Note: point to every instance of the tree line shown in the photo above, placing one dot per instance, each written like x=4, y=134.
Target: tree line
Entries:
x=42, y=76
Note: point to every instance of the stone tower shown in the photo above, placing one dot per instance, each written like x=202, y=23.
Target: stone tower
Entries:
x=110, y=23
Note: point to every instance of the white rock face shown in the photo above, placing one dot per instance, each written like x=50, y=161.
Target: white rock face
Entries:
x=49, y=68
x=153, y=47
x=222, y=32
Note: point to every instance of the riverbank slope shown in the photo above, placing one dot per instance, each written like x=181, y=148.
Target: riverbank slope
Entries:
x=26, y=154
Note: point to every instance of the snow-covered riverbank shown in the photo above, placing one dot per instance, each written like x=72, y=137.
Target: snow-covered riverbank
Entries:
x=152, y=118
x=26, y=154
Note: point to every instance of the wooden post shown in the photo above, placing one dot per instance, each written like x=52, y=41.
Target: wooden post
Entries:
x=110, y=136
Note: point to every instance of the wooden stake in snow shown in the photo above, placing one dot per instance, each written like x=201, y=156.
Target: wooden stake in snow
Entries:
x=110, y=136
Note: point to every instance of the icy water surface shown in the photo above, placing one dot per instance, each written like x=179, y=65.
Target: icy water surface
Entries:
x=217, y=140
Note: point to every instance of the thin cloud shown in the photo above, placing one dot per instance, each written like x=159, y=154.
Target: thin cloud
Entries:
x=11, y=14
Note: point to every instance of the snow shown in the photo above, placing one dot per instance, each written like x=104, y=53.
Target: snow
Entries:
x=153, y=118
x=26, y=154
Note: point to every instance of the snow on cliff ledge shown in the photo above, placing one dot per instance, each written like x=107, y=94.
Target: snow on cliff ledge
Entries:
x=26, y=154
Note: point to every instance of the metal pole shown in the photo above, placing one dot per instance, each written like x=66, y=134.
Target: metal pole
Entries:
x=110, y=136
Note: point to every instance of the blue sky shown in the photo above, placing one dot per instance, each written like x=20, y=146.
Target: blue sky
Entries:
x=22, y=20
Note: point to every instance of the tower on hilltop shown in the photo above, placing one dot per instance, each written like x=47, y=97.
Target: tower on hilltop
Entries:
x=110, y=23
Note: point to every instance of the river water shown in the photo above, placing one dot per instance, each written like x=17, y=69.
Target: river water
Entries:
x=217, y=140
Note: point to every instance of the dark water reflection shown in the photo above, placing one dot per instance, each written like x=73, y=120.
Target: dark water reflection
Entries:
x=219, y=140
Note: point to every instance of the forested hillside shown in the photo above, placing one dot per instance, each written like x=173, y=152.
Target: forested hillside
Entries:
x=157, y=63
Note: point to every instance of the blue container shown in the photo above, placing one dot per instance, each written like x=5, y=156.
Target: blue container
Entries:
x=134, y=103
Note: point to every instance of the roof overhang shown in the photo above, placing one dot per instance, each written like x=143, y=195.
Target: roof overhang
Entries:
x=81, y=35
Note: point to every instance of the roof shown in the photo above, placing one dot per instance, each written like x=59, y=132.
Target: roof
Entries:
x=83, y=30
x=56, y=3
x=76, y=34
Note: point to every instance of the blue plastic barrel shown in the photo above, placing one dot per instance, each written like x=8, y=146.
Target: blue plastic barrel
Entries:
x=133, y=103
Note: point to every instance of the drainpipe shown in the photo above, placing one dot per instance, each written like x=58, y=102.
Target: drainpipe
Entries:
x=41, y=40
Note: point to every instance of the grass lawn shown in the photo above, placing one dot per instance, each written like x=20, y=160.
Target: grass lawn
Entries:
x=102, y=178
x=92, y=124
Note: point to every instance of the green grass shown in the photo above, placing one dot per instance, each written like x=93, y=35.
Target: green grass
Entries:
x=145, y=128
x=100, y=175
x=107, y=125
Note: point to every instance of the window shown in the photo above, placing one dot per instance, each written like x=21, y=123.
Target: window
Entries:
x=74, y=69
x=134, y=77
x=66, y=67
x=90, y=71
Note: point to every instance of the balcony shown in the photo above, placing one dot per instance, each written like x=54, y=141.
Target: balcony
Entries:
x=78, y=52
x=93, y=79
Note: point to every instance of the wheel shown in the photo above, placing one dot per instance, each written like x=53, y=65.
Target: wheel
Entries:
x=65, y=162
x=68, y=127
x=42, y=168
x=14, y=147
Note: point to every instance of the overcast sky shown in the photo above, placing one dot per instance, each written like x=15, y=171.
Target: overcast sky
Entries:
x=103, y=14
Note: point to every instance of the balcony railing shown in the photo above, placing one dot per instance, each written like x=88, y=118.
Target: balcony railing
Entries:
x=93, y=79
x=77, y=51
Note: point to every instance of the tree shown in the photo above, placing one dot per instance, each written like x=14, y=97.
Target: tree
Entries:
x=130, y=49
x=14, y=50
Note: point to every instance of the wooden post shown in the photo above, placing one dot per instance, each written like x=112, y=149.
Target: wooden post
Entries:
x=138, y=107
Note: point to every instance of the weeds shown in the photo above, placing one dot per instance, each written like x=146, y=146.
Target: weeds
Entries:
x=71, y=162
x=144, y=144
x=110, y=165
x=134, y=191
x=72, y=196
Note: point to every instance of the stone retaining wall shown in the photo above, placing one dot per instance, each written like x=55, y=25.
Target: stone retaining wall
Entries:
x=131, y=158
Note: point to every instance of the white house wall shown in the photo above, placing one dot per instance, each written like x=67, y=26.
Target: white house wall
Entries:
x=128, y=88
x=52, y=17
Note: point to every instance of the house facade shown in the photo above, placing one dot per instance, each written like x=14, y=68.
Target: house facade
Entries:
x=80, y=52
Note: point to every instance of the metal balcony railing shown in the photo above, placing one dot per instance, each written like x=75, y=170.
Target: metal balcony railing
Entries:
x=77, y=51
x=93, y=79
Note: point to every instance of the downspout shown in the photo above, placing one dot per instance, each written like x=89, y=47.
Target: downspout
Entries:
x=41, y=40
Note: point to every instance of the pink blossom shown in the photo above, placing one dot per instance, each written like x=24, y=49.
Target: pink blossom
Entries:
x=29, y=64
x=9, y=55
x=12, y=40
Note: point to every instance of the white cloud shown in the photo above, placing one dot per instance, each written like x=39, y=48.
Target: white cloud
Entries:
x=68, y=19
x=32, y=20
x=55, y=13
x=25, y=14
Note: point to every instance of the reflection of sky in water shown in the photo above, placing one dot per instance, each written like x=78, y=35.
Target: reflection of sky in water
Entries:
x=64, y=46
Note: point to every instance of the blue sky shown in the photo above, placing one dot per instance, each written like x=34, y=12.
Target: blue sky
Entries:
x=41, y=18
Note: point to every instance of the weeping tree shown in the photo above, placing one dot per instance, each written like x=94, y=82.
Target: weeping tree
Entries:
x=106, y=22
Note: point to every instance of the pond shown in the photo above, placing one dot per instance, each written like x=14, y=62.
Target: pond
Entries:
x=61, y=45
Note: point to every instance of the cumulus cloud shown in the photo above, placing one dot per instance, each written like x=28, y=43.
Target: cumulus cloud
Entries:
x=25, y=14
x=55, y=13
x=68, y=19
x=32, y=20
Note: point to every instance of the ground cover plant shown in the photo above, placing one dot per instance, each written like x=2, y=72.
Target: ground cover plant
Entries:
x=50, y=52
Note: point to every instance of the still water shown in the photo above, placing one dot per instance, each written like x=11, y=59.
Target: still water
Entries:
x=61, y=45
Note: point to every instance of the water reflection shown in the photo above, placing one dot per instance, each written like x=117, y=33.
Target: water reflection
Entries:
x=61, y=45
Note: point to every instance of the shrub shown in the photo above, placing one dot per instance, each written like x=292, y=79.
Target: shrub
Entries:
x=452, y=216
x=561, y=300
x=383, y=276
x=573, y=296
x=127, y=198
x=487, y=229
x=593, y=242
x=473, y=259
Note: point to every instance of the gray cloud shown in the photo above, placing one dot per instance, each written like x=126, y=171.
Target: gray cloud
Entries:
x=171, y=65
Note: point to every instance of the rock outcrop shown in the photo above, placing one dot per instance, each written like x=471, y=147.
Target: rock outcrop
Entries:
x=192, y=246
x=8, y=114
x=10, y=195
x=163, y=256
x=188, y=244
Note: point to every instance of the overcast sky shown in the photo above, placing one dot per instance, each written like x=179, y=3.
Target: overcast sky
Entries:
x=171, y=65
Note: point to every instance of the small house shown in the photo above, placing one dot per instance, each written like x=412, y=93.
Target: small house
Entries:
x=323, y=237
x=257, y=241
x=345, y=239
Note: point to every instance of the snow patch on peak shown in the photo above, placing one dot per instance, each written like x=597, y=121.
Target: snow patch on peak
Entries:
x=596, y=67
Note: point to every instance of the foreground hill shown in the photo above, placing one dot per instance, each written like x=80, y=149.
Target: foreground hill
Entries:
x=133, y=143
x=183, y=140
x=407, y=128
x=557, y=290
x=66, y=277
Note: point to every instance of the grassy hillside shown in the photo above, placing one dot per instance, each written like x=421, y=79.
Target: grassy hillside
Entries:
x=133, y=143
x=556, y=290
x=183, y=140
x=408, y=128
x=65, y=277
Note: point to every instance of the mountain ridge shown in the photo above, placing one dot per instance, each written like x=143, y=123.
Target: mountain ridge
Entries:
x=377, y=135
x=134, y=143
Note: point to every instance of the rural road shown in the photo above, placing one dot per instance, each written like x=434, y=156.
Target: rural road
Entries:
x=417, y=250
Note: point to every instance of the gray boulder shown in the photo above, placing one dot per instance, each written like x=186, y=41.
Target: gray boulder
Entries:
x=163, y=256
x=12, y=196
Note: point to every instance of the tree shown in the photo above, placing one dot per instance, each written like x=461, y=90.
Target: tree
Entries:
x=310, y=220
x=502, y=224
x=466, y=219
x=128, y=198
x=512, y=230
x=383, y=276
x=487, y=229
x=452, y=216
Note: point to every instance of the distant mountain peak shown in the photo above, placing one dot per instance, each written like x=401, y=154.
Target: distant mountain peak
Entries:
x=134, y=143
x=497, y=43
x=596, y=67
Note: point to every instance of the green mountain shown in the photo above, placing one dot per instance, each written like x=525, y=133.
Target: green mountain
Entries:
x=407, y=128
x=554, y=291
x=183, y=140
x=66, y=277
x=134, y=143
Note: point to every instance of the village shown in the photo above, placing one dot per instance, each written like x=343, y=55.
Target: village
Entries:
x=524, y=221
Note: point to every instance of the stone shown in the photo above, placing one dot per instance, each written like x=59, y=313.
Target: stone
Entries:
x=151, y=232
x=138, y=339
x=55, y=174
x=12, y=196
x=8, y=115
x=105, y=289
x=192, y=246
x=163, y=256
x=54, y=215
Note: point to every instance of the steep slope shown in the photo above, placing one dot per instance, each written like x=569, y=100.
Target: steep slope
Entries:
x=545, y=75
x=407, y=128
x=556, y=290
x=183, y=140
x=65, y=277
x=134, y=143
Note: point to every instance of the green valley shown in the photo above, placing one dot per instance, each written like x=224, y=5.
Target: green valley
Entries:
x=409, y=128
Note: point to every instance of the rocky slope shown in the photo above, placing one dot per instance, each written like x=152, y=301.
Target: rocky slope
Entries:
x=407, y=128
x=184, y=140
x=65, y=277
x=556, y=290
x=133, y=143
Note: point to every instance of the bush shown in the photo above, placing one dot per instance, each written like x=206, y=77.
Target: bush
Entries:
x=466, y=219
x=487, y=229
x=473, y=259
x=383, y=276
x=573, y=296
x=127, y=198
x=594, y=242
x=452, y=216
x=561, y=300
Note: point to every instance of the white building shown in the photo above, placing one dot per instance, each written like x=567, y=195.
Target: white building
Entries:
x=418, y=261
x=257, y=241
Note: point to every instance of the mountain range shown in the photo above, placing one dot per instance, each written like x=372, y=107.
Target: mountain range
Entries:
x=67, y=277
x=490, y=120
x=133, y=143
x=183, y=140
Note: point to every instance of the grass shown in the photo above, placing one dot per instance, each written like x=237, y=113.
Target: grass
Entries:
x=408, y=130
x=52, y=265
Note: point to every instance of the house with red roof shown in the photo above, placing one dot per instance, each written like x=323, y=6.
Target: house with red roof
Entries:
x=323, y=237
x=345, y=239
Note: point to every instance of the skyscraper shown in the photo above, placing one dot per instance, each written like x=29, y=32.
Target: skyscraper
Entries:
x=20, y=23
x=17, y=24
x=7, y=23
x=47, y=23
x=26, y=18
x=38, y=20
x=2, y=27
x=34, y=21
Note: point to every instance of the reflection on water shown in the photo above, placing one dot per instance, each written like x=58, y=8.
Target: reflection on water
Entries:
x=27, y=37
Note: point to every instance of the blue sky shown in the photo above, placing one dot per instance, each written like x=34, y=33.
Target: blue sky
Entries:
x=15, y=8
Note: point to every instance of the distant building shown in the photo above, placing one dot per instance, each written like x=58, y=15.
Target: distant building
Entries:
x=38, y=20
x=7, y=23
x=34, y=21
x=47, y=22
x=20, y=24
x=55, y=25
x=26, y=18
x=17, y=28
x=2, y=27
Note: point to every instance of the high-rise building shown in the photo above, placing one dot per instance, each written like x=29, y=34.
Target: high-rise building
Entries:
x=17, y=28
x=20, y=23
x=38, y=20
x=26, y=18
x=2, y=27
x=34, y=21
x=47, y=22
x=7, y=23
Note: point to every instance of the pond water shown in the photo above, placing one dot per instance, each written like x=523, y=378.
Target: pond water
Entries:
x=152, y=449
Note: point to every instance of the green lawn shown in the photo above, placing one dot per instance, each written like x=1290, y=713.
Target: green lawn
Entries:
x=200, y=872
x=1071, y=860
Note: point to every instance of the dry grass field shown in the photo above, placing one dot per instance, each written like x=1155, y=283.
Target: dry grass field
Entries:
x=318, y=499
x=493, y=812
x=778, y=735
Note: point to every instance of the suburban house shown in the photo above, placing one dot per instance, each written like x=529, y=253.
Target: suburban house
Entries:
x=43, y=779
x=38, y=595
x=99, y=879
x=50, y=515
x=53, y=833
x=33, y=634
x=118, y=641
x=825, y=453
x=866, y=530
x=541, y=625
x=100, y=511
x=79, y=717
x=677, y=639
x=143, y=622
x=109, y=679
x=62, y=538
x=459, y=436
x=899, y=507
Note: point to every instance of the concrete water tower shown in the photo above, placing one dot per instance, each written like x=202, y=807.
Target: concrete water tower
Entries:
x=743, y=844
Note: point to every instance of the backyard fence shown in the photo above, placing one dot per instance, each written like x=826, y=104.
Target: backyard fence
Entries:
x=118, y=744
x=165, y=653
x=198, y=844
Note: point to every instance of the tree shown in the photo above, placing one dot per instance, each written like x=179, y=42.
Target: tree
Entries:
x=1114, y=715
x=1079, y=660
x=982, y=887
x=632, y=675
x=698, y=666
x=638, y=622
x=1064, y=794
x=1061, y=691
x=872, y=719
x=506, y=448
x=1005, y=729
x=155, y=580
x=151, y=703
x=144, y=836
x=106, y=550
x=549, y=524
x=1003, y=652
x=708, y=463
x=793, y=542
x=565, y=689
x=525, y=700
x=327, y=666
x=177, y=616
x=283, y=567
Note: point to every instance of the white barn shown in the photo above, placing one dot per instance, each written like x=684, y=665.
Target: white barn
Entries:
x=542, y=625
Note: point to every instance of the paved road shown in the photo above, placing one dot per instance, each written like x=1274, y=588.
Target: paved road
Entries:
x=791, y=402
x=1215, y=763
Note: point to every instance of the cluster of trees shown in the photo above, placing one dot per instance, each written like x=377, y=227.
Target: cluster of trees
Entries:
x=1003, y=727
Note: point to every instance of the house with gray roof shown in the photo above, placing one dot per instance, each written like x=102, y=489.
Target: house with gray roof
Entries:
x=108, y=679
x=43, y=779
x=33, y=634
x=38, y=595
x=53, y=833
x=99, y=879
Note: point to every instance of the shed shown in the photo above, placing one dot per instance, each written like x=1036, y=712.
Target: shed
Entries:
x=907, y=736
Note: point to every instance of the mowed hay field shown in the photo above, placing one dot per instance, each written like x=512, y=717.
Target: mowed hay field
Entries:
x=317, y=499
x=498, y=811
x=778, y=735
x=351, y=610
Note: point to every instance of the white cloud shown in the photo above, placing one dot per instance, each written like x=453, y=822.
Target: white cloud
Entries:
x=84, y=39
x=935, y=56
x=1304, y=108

════════════════

WRITTEN EXERCISE:
Starting at the line that contains "Note: point to every instance of the shed", write out every line to the end of the entries, exactly as given.

FINAL ANSWER:
Note: point to every instance of the shed shown in the photo above, placing one dot per instance, each written like x=1036, y=712.
Target: shed
Entries:
x=907, y=736
Note: point to every instance of the mowed hay field shown in the photo above, placing one dot per instance, each written like x=512, y=717.
Target: mowed hay field
Entries:
x=317, y=499
x=498, y=811
x=778, y=735
x=351, y=610
Note: point to every instance of the white cloud shown in the photo above, placing one dot per instance, each written like x=453, y=822.
Target: white cloud
Entries:
x=84, y=39
x=935, y=56
x=1304, y=108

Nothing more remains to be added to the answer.